◆ Data shown ◆

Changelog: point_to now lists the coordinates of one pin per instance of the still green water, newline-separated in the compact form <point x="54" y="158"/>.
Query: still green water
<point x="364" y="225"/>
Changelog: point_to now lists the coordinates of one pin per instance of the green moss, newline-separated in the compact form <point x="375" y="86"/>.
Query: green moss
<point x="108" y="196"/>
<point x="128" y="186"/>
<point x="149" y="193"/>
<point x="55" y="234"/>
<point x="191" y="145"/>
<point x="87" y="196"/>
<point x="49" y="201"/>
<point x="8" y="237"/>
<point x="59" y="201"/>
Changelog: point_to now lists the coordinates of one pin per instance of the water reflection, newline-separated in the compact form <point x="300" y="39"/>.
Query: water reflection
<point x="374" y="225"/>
--
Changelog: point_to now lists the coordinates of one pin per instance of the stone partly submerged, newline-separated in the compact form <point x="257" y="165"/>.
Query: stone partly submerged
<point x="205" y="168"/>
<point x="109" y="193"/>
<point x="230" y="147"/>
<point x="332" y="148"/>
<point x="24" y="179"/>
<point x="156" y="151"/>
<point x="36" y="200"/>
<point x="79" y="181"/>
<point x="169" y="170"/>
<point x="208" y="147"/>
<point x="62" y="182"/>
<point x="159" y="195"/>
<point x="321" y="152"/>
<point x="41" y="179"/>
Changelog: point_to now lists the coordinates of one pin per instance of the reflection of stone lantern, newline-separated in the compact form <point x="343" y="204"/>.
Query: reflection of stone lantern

◆ What you need to do ◆
From the entries above, pull out every line that contains the word "stone".

◆ Task response ◆
Changelog: point_to now lists the coordinates of one pin per instance of the stone partly submerged, newline-separated in the compact form <point x="257" y="165"/>.
Query: stone partly submerged
Changelog: point_to now lists the coordinates of one pin per instance of the reflection of stone lantern, newline-separated in the compact form <point x="343" y="204"/>.
Query: reflection of stone lantern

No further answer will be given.